(WHAT YOU SHOULD DO):
Every line with the string "wooden" should be copied from the data.

══════════

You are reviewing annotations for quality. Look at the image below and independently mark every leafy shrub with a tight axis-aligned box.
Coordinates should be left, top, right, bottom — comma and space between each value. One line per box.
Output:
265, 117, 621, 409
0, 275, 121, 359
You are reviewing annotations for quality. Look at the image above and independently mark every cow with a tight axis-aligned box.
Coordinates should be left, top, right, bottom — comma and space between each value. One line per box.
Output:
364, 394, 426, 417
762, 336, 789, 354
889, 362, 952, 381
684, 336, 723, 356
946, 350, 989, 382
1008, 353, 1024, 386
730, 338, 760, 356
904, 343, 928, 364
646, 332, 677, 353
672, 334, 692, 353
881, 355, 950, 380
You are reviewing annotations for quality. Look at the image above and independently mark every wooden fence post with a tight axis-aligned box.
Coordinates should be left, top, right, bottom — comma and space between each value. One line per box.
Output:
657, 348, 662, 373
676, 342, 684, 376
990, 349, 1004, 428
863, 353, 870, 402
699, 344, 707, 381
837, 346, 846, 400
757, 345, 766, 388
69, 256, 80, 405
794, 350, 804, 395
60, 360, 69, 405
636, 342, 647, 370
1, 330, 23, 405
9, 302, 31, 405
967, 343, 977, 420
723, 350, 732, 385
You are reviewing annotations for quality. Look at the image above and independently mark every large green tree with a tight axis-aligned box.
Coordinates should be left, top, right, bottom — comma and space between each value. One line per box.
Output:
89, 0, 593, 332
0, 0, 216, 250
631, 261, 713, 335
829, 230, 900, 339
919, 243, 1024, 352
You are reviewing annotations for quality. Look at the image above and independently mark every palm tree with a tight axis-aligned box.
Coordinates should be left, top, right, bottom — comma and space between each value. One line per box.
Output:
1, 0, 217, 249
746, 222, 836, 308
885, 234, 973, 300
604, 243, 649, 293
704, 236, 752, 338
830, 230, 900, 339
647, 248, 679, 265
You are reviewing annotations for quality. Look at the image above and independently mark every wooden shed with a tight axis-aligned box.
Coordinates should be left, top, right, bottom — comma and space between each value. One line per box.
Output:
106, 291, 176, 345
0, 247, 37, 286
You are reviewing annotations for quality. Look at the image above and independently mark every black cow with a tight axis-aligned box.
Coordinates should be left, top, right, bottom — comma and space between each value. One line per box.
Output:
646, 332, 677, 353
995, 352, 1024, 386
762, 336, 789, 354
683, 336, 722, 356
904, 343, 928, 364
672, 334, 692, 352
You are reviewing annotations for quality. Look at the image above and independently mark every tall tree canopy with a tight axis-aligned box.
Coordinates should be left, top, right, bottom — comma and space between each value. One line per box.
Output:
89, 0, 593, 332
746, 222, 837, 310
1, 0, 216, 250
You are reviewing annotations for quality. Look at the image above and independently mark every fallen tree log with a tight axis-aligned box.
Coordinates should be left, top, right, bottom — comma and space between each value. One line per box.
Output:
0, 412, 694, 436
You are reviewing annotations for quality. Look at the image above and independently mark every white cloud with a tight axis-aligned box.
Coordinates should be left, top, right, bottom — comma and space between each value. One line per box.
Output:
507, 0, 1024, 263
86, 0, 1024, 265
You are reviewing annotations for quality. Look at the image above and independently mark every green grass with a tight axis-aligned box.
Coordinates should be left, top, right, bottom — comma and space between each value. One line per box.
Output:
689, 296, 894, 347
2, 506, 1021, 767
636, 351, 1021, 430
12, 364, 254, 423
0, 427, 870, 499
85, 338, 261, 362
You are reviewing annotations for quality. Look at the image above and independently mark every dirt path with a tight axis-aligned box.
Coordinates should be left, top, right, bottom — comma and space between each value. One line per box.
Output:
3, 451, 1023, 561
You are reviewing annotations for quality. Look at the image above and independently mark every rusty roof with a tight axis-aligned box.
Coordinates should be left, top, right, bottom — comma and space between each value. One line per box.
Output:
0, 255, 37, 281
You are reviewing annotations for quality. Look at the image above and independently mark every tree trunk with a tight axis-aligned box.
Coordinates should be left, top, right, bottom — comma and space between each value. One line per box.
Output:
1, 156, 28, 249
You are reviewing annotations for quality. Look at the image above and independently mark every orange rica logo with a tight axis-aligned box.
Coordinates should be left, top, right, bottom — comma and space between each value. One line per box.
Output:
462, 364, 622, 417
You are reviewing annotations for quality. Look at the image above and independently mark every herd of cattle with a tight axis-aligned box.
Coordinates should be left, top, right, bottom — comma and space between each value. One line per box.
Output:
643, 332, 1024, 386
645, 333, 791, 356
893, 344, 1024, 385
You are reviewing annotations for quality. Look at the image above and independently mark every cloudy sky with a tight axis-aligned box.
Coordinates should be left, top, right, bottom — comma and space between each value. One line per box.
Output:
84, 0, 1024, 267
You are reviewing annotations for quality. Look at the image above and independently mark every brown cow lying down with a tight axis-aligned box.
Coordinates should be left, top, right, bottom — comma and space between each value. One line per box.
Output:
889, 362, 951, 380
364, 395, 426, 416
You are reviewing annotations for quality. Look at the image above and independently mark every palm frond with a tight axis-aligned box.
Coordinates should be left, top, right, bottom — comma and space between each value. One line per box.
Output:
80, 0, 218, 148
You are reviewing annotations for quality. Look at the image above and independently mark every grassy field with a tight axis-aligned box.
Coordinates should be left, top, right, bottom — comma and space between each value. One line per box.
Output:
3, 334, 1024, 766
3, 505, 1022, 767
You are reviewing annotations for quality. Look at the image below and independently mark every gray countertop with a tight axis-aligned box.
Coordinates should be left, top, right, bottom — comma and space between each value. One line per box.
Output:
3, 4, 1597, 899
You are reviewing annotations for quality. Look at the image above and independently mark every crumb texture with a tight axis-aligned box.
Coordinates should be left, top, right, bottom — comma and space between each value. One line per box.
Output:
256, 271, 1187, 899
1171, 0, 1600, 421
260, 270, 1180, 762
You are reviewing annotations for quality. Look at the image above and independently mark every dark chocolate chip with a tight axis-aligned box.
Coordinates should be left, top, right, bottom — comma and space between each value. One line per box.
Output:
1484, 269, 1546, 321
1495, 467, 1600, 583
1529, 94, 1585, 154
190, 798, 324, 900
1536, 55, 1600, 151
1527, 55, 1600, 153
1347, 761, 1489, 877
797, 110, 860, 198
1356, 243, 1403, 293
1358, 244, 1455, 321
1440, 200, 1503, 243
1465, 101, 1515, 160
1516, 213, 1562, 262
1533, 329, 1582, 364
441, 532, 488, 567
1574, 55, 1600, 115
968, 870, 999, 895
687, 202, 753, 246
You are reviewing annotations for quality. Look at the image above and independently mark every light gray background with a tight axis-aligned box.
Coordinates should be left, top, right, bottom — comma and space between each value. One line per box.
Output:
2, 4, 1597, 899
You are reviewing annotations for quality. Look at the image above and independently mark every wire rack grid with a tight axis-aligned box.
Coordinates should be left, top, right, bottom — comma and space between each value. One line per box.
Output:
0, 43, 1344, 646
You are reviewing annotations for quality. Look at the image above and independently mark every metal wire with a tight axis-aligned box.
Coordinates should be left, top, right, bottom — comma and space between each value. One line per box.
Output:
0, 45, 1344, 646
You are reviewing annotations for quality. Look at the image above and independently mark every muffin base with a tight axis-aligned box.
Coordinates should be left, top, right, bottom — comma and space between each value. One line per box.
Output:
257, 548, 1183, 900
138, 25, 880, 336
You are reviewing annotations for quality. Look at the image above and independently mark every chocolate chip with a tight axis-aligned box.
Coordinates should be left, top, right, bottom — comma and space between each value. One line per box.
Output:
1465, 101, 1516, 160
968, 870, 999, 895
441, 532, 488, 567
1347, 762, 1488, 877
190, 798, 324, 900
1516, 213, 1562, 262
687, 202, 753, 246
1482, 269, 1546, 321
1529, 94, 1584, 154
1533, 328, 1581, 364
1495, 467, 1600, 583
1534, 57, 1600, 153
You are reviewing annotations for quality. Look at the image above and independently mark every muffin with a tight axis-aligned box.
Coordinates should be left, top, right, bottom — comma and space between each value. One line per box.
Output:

══════════

(WRITTEN REPLY):
You are reviewing annotations for quality. Look at the image above and independently mark every wooden fence post with a tight axis-aligned box.
You are reviewing annotations for quality. Look at the image above and independently mark every wooden shed with a tight axis-aligned box.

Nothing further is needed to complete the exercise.